#### DATA LISTING
╔══

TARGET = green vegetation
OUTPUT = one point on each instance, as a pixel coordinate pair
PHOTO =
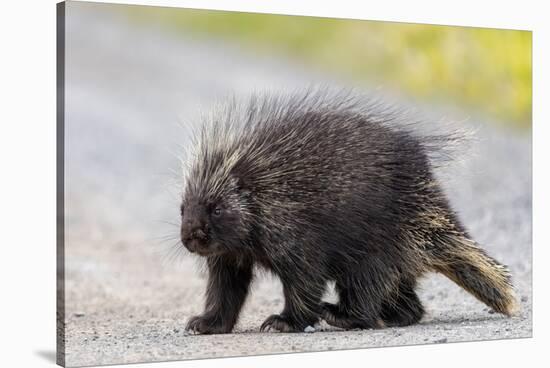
(488, 70)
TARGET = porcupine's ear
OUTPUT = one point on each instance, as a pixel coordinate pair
(240, 185)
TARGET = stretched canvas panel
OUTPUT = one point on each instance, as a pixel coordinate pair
(135, 82)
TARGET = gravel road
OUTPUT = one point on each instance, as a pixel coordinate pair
(131, 92)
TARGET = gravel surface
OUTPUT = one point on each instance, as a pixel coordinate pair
(131, 93)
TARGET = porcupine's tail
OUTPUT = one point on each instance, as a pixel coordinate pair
(464, 262)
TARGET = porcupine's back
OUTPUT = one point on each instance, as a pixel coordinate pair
(328, 164)
(333, 179)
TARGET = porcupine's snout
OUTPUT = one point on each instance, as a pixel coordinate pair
(194, 233)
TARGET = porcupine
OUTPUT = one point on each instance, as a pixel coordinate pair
(320, 186)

╚══

#### EXERCISE OBJECTIVE
The response consists of the data above printed line for line, with no pictures.

#### WRITTEN SOLUTION
TARGET = green vegetation
OUTPUT = one point on each instance, as a pixel coordinate pair
PHOTO =
(488, 70)
TARGET = porcupine's ear
OUTPUT = one point on each instance, as a pixel coordinate pair
(240, 185)
TARGET = stretched canvas panel
OUTPUT = one point on each instance, as a pixel coordinate pair
(135, 82)
TARGET = gravel road
OUTPUT = one point on each instance, as a pixel coordinate pair
(131, 92)
TARGET = gravel surface
OUTPUT = one point on each instance, as a pixel coordinate pair
(131, 93)
TARGET = porcupine's tail
OUTPUT = one point on each instance, as a pixel coordinate pair
(464, 262)
TARGET = porcupine's back
OUTPUT = one point on each instance, as a pixel coordinate pair
(328, 164)
(333, 179)
TARGET = porcupine's snout
OUTPUT = one point on each instance, as a pixel coordinate pair
(194, 233)
TARGET = porcupine
OUTPUT = one point on each instance, as a pixel coordinate pair
(320, 186)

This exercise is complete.